**GIVEN REQUEST A:**
According to the Belgian football 1933–34 article, which team beat Belgium at the 1934 World Cup?
**GIVEN REQUEST B:**
In the Belgian football 1933–34 article, update everything from "At the end of" down to "the Premier Division.", swapping "promoted" for "moved up".
**GIVEN REQUEST C:**
Using the Belgian football 1933–34 article, explain why Belgium finished ahead of the Irish Free State in European Group 7.

**DOCUMENT SECTION:**
○ ○ ○ ○ ○
Football in Belgium
- Season: 1933–34

= 1933–34 in Belgian football =

The 1933–34 season was the 34th season of competitive football in Belgium. The Belgium national football team qualified for the 1934 FIFA World Cup in Italy but they lost in the first round to Germany (2–5). RU Saint-Gilloise became the first club to win 10 Premier Division titles.

==Overview==
Belgium qualified for the FIFA World Cup finals for the second time by finishing in second place of European Group 7, ahead of Irish Free State on goal average. Belgium then lost in the round of 16 of the World Cup finals to Germany, who would eventually finish 3rd.

At the end of the season, RRC de Bruxelles and R Tilleur FC were relegated to Division I, while White Star AC (Division I A winner) and Berchem Sport (Division I B winner) were promoted to the Premier Division.

R Stade Louvaniste, CS Saint-Josse, R Union Hutoise FC and Wallonia Namur were relegated to Promotion, to be replaced by ARA Termondoise, Oude God Sport, RFC Montegnée and AS Herstal.
○ ○ ○ ○ ○
**EXTRACTED ENTRIES:**
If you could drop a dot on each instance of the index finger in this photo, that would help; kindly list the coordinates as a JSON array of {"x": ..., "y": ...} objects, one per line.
○ ○ ○ ○ ○
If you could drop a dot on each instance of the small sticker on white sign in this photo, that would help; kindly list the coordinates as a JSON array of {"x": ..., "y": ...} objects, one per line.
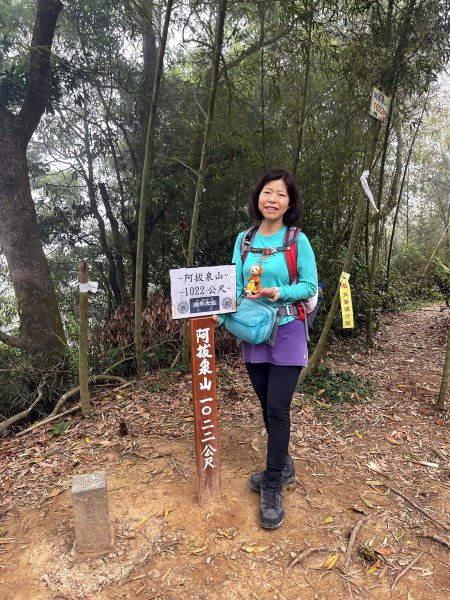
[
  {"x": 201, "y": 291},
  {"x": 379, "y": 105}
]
○ ○ ○ ○ ○
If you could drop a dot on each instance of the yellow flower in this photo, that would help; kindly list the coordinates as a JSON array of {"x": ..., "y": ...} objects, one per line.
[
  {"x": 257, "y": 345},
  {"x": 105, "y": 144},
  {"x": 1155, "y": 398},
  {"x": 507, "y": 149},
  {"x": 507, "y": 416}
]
○ ○ ○ ○ ○
**FINISHED ANSWER A:**
Germany, by 5–2 in the first round.

**FINISHED ANSWER B:**
At the end of the season, RRC de Bruxelles and R Tilleur FC were relegated to Division I, while White Star AC (Division I A winner) and Berchem Sport (Division I B winner) were moved up to the Premier Division.

**FINISHED ANSWER C:**
Belgium finished ahead of the Irish Free State on goal average. That gave Belgium second place in the group and qualification for the World Cup finals.